Top of Study material
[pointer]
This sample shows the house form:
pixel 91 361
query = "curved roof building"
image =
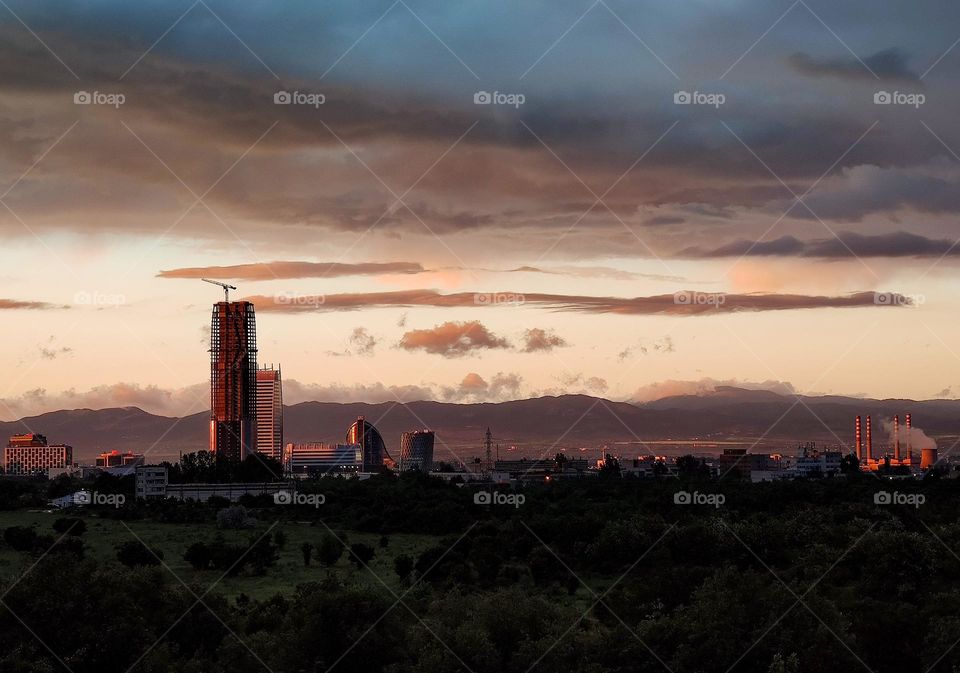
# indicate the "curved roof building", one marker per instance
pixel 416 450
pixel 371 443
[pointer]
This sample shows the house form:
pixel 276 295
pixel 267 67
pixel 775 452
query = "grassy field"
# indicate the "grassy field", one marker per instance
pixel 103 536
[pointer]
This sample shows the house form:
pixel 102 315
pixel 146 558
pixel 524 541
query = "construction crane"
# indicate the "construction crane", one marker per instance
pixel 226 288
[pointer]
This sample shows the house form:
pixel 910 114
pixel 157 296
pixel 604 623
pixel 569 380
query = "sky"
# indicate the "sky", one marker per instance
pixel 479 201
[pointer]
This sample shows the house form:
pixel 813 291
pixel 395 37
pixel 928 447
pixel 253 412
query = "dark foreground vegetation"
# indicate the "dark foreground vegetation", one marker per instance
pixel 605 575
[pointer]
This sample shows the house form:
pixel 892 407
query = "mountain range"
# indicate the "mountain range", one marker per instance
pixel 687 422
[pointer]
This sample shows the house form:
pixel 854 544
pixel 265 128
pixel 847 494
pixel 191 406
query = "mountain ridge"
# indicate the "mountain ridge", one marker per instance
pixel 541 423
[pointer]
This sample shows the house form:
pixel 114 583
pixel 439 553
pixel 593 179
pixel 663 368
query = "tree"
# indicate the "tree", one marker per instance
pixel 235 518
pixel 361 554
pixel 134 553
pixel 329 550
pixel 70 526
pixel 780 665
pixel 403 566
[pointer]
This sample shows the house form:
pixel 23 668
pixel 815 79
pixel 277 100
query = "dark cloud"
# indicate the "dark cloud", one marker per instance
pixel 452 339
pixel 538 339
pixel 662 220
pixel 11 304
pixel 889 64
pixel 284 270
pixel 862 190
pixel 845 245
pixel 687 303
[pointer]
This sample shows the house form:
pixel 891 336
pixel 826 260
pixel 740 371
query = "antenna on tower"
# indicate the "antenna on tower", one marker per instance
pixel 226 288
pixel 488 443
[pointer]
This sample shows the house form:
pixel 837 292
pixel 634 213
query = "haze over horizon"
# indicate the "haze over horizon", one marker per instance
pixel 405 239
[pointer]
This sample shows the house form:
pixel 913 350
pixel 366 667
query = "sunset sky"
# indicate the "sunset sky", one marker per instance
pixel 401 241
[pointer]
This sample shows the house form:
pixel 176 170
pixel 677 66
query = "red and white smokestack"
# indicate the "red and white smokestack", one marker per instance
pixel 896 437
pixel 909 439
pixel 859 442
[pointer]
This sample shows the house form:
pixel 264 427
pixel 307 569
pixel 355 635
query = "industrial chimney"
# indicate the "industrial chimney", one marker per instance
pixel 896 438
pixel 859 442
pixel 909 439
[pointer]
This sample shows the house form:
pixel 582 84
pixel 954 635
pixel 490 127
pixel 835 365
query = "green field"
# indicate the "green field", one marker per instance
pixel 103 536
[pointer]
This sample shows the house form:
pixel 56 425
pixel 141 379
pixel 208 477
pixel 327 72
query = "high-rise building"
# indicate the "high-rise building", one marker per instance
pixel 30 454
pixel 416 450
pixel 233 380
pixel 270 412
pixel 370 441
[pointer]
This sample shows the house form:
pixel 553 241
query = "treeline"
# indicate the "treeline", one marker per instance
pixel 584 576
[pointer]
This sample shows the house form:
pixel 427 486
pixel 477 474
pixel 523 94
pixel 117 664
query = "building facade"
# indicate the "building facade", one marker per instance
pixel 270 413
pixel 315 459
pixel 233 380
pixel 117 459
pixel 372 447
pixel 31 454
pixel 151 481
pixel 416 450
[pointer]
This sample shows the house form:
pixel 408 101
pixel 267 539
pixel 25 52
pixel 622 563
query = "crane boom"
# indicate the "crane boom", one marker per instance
Bottom of Study material
Top of Study material
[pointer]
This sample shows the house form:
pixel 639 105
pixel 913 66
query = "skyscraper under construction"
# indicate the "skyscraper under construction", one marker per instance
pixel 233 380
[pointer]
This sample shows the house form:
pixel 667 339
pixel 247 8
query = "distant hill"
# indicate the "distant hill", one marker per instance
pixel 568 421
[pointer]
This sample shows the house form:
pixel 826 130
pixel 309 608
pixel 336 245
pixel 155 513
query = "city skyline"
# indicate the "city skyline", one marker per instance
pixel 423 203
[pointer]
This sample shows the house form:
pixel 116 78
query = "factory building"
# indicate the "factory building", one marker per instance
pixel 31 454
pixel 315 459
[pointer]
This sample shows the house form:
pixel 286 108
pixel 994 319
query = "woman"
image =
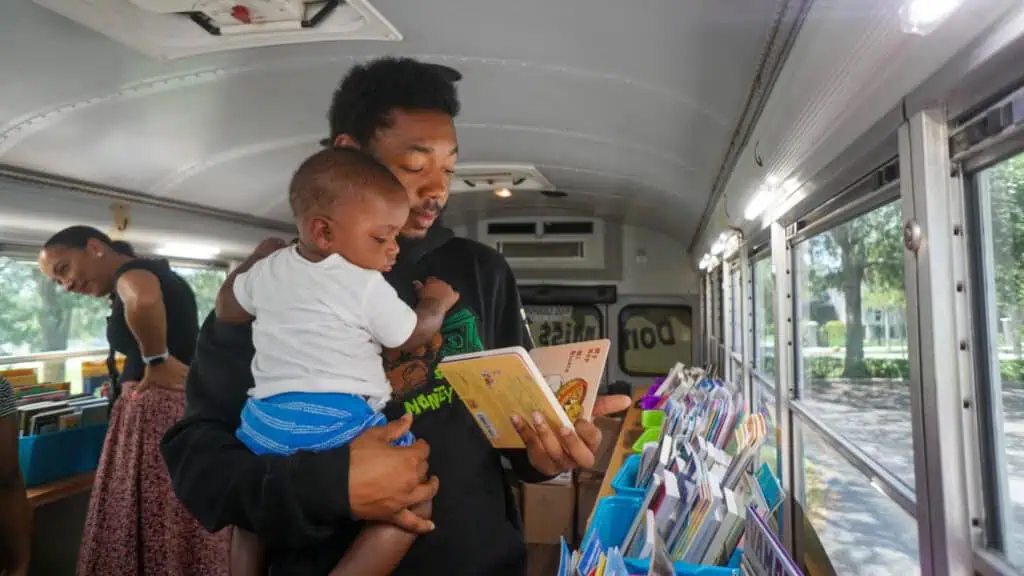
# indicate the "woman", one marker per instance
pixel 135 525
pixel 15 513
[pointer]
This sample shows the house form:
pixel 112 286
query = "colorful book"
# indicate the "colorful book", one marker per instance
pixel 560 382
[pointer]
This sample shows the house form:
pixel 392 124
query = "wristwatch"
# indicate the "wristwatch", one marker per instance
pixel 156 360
Bottom of Study material
* _Problem to solve_
Match on "boom" and report each line of the data above that has it.

* _Result below_
query = "crane boom"
# indicate the "crane boom", one marker per instance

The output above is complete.